**DATA EXTRACTS:**

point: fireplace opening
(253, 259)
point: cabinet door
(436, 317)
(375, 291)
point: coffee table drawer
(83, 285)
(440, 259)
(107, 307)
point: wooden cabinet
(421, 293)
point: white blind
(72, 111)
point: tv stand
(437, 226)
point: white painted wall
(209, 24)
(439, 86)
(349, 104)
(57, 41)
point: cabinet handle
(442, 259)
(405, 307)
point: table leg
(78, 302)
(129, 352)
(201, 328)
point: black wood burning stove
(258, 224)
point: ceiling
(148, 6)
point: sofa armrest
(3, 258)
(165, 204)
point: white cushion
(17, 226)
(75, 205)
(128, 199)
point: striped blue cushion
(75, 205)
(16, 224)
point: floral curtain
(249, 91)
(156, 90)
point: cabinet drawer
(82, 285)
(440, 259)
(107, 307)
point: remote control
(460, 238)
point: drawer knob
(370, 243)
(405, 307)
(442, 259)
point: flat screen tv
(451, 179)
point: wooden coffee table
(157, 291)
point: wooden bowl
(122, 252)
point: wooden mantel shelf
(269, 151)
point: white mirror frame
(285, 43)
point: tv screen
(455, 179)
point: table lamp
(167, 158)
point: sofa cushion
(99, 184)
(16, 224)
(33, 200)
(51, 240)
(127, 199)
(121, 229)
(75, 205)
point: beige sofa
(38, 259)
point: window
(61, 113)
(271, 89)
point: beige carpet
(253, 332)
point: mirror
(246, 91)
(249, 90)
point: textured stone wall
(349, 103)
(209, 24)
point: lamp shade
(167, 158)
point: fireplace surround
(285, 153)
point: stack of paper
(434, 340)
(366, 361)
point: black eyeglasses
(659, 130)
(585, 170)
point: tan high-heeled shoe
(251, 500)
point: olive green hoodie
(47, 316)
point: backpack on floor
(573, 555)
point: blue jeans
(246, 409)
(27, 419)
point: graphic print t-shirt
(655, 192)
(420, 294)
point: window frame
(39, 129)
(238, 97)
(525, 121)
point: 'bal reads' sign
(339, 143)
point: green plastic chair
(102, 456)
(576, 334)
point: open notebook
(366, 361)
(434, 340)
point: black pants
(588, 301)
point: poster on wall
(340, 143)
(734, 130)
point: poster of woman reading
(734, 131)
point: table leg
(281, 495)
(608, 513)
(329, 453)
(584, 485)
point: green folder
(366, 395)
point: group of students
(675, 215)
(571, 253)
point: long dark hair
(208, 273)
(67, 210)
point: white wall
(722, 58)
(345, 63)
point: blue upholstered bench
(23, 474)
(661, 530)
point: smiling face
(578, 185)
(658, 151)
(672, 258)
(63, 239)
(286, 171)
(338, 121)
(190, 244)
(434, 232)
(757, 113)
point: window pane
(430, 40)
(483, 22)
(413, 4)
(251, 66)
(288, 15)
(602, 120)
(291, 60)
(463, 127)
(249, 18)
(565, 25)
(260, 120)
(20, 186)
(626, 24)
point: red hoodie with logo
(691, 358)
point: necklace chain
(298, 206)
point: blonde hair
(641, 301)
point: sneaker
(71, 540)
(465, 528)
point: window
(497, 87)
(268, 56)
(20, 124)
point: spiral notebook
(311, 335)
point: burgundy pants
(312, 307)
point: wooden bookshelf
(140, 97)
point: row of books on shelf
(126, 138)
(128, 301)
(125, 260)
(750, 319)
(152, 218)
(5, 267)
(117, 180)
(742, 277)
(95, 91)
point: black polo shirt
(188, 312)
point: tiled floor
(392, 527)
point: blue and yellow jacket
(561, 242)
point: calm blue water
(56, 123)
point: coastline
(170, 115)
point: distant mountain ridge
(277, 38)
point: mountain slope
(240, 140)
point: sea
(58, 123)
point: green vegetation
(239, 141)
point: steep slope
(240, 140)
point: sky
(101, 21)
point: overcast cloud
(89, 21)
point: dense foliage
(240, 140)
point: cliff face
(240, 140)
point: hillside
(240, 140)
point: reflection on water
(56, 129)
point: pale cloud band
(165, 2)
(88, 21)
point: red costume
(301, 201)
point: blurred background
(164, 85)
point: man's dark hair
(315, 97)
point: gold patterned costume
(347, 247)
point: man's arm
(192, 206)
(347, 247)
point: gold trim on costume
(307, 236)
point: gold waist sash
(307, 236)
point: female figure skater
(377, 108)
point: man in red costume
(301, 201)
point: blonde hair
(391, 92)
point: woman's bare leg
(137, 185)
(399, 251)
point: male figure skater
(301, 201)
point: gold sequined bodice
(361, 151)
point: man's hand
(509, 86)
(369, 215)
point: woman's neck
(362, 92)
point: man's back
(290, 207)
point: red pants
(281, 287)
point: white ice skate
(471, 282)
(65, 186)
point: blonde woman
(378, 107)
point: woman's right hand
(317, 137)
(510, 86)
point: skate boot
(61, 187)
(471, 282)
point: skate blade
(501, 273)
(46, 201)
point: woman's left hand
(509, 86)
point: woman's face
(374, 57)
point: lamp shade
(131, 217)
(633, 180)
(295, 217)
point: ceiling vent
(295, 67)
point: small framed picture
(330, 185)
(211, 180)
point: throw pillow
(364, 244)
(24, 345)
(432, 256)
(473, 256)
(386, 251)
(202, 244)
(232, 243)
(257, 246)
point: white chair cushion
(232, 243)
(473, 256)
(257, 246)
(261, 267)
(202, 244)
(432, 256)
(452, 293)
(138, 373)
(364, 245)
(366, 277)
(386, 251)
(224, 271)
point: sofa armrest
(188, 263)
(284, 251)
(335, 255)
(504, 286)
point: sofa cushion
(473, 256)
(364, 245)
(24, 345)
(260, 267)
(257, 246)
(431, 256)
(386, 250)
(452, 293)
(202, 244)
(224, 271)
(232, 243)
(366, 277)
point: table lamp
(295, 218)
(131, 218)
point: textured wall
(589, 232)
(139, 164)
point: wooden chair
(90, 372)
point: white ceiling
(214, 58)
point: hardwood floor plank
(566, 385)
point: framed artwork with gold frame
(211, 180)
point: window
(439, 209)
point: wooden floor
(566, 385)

**HOW TO COMPLETE THIS TASK:** Give back exactly the lines from the line holding "point: woman's face" through the last line of the listing, including both.

**ANSWER:**
point: woman's face
(374, 57)
point: lamp shade
(131, 217)
(633, 180)
(295, 217)
point: ceiling vent
(295, 67)
point: small framed picture
(330, 185)
(211, 180)
point: throw pillow
(364, 244)
(24, 345)
(432, 256)
(473, 256)
(386, 251)
(202, 244)
(232, 243)
(257, 246)
point: white chair cushion
(232, 243)
(473, 256)
(257, 246)
(261, 267)
(202, 244)
(432, 256)
(452, 293)
(138, 373)
(364, 245)
(366, 277)
(386, 251)
(224, 271)
point: sofa armrest
(188, 263)
(284, 251)
(335, 255)
(504, 286)
point: sofa cushion
(473, 256)
(364, 245)
(24, 345)
(260, 267)
(257, 246)
(431, 256)
(386, 250)
(452, 293)
(202, 244)
(224, 271)
(232, 243)
(366, 277)
point: table lamp
(295, 218)
(131, 218)
point: textured wall
(589, 232)
(139, 164)
point: wooden chair
(90, 372)
point: white ceiling
(214, 58)
point: hardwood floor plank
(566, 385)
point: framed artwork with gold frame
(211, 180)
point: window
(439, 209)
point: wooden floor
(566, 385)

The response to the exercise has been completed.